Transcribe each record exactly. Include every one.

━━━━━━━━━━━━━━━━━━━━━━━━━━━━━━

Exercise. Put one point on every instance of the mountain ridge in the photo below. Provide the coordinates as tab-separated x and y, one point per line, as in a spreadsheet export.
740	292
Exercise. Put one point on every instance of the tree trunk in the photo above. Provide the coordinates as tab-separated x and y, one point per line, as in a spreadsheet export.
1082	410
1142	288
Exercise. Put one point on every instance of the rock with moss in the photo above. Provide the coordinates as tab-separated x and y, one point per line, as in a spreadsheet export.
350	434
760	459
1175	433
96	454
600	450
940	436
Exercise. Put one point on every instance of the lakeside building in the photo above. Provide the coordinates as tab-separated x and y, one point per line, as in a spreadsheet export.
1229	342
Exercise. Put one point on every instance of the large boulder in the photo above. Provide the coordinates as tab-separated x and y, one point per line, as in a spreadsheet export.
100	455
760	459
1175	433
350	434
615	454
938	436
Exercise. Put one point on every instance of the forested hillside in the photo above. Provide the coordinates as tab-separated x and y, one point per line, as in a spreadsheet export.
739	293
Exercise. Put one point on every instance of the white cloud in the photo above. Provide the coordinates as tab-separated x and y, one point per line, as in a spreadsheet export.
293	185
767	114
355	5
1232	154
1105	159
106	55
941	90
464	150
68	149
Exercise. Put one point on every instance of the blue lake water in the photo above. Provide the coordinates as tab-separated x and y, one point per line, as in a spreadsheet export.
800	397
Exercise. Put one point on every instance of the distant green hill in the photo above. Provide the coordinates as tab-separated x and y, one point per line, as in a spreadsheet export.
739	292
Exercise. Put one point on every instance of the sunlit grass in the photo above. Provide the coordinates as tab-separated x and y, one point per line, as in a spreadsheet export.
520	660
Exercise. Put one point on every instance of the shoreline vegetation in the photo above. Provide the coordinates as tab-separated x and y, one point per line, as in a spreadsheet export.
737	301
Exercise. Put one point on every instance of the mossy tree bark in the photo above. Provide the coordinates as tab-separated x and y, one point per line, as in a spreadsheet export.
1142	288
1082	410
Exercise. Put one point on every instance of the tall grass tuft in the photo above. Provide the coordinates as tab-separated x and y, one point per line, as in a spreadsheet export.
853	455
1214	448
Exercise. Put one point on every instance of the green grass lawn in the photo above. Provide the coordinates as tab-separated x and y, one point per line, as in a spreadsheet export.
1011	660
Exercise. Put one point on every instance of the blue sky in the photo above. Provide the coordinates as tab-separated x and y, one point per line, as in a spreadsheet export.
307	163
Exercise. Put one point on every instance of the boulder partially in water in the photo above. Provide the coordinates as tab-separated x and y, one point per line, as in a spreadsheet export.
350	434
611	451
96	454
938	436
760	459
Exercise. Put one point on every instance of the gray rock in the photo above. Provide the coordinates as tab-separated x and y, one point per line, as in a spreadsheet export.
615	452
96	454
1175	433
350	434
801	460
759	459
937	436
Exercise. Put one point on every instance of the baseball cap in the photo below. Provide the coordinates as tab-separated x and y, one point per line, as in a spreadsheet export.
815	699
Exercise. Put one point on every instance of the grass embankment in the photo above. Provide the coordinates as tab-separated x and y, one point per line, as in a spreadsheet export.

━━━━━━━━━━━━━━━━━━━━━━━━━━━━━━

Task answer:
Exercise. Put one point on every instance of the mountain ridge in the photo below. Provide the coordinates as tab-separated x and y, one point per line, as in a spreadsheet export.
740	292
Exercise. Put one point on every instance of the tree trunk in the photo above. Provide the coordinates as tab-separated x and y, one point per line, as in a spreadsheet export.
1082	410
1142	288
Exercise. Put one point on every instance of the rock with moss in the photo above. Provide the coordinates as tab-separated x and y, one point per line, as in a spreadsheet export.
350	434
760	459
1175	433
96	454
600	450
940	436
Exercise. Put one point on every instance of the lakeside building in the photo above. Provide the coordinates as tab-separated x and y, one point per line, as in a spreadsheet export.
1229	342
Exercise. Put one point on every instance of the large boulder in the photo above. Provide the coordinates as tab-separated x and y, one point per line, as in a spreadsheet export.
100	455
760	459
1175	433
350	434
615	454
938	436
Exercise. Put one point on every instance of the forested hillside in the photo above. Provide the coordinates as tab-separated x and y, one point per line, as in a spreadsheet export.
739	293
Exercise. Put one point on every instance of the white cloud in the photo above. Provide the coordinates as tab-separated x and y, one point per line, as in a spreadsheet export.
293	185
767	114
355	5
1232	154
1105	159
106	55
941	90
464	150
68	149
Exercise. Put one point on every instance of the blue lake water in the photo above. Provide the coordinates as tab-separated x and y, one point per line, as in a spreadsheet export.
800	397
Exercise. Put one point on every instance of the distant green hill in the photo above. Provide the coordinates as tab-separated x and y, one point per line, as in a spreadsheet export.
739	292
Exercise. Put one point on every instance of the sunlit grass in the photo above. Provide the coordinates as tab-separated x and y, one point per line, as in a spreadsheet export.
520	660
Exercise. Put one point on every instance of the shoreline vegetation in the photo above. Provide the coordinates as tab-separated x and y, one point per line, as in a spreadsheet export.
737	301
Exercise. Put one point on every instance of the mossy tree bark in the photo above. Provide the coordinates as tab-separated x and y, one point per line, as in a spreadsheet export.
1142	288
1082	410
Exercise. Put one point on every instance of the tall grass tuft in the photo above. Provide the coordinates as tab-separated x and y, one point per line, as in a spreadsheet export.
853	455
1214	448
Exercise. Put one point on every instance of the green grass lawn in the photo above. Provide the coordinates as tab-separated x and y, one point per line, as in a spreadsheet export.
1011	660
Exercise. Put one point on every instance of the blue sky in the photo above. Provide the coordinates as tab-separated x and y, one point per line, as in a spreadsheet export.
307	163
Exercise. Put one point on every instance of the boulder partially in water in the photo above. Provide the coordinates as tab-separated x and y, one point per line, as in a spreadsheet export.
350	434
611	451
96	454
938	436
760	459
Exercise. Put one point on every instance of the gray rock in the photo above. Provide the coordinates as tab-separated x and y, one point per line, as in a spreadsheet export.
615	452
96	454
1175	433
350	434
801	460
759	459
937	436
Exercise. Put one point on every instance of the baseball cap in the photo below. Provide the coordinates as tab-separated x and y, one point per line, as in a spreadsheet export.
815	699
Exercise. Put one point on every instance of the grass embankment in the photo above. Provide the coordinates as tab-separated x and y, one point per line, as in a spreadsheet export.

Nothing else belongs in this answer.